Copy the entries below with every "Keypoint task" swapped for "Point-marking job", keeping all other text the same.

Start TASK INPUT

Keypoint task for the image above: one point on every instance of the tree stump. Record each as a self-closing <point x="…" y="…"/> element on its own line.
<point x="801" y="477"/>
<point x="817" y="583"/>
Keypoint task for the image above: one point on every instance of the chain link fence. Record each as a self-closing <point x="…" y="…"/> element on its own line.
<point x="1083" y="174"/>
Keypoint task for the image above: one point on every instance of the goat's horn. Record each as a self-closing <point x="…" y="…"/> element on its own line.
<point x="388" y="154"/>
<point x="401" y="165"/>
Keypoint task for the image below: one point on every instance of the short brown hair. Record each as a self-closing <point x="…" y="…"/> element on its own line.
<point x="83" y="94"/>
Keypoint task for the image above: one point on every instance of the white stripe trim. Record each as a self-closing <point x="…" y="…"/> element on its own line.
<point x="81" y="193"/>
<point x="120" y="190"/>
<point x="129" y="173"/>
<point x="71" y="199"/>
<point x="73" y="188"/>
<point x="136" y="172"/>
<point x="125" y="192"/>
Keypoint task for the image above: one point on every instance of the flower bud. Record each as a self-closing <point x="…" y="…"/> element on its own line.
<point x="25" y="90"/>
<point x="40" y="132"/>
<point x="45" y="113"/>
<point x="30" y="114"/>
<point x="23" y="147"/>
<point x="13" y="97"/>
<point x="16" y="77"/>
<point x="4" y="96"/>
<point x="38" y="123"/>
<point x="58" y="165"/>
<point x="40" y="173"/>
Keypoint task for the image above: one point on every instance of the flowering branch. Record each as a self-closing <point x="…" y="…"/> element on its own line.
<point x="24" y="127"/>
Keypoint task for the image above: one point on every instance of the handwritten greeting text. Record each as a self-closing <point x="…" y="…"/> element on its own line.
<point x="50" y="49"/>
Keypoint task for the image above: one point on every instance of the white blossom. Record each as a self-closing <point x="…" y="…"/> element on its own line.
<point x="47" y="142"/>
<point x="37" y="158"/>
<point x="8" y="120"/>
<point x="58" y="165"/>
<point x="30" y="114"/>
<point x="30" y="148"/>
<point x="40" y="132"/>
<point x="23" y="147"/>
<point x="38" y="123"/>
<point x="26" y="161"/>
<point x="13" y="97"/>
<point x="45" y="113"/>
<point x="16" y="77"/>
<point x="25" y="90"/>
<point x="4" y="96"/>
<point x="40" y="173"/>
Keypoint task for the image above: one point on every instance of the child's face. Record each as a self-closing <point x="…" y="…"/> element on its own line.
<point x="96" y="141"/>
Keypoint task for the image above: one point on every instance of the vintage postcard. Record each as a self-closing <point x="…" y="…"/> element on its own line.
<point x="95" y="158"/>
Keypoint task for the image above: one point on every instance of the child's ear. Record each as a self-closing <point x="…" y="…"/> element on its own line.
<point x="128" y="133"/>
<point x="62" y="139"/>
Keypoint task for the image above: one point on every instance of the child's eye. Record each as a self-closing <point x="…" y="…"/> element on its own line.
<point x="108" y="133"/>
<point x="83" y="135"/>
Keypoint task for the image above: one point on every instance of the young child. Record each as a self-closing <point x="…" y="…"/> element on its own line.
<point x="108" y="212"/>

End TASK INPUT

#### [TASK RESULT]
Point-marking job for the image above: one point on every instance of the tree stump. Record each as a self-closing <point x="…" y="…"/> element on its own line.
<point x="801" y="477"/>
<point x="817" y="583"/>
Point-marking job for the image above: one point on every instance of the chain link fence. Record each as a self-closing <point x="…" y="…"/> element on its own line.
<point x="1083" y="174"/>
Point-marking job for the image above: one point on every instance of the goat's horn. Record each as a self-closing <point x="…" y="…"/> element on its own line.
<point x="388" y="154"/>
<point x="401" y="165"/>
Point-marking job for the image below: one point on every instance of the short brown hair. Record each as a self-closing <point x="…" y="…"/> element on its own line.
<point x="83" y="94"/>
Point-marking job for the image above: one point on every instance of the white stripe trim. Record each as a self-closing <point x="…" y="…"/> element on its own line.
<point x="81" y="193"/>
<point x="120" y="190"/>
<point x="129" y="173"/>
<point x="71" y="199"/>
<point x="73" y="188"/>
<point x="136" y="172"/>
<point x="125" y="192"/>
Point-marking job for the image above: one point on every instance of the flower bud. Record each as a self-closing <point x="…" y="…"/> element on its own line.
<point x="25" y="90"/>
<point x="40" y="132"/>
<point x="45" y="113"/>
<point x="30" y="114"/>
<point x="23" y="147"/>
<point x="13" y="97"/>
<point x="16" y="77"/>
<point x="4" y="96"/>
<point x="38" y="123"/>
<point x="58" y="165"/>
<point x="40" y="173"/>
Point-marking job for the image above: one point on every instance of the flowering branch. Record each as a self-closing <point x="…" y="…"/> element on its own line.
<point x="24" y="127"/>
Point-marking job for the image above: one point on every instance of the handwritten greeting text. Record each as a self-closing <point x="…" y="…"/> element on its own line.
<point x="50" y="49"/>
Point-marking job for the image above: one point on every instance of the white blossom. Record each as a self-closing <point x="…" y="…"/> element on its own line.
<point x="47" y="142"/>
<point x="37" y="158"/>
<point x="8" y="120"/>
<point x="58" y="165"/>
<point x="30" y="114"/>
<point x="30" y="148"/>
<point x="40" y="132"/>
<point x="23" y="147"/>
<point x="38" y="123"/>
<point x="26" y="161"/>
<point x="13" y="97"/>
<point x="45" y="113"/>
<point x="16" y="77"/>
<point x="25" y="90"/>
<point x="4" y="96"/>
<point x="40" y="173"/>
Point-marking job for the image above: one point on every instance of the child's face. Record each as a self-closing <point x="…" y="…"/> element on its own line.
<point x="96" y="141"/>
Point-marking job for the image above: one point on every instance of the vintage postcard. Record each as a self-closing <point x="…" y="…"/> element on its own line.
<point x="95" y="158"/>
Point-marking job for the image above: one point on every instance of the child's ear. Record each as a self-closing <point x="…" y="…"/> element on its own line.
<point x="128" y="133"/>
<point x="62" y="139"/>
Point-marking job for the image above: one point on every instance of the child's eye. Record each as a self-closing <point x="…" y="…"/> element on its own line.
<point x="108" y="133"/>
<point x="83" y="135"/>
Point-marking job for the image above: one point on every instance of the young child. Record each as a self-closing <point x="…" y="…"/> element on its own line.
<point x="108" y="212"/>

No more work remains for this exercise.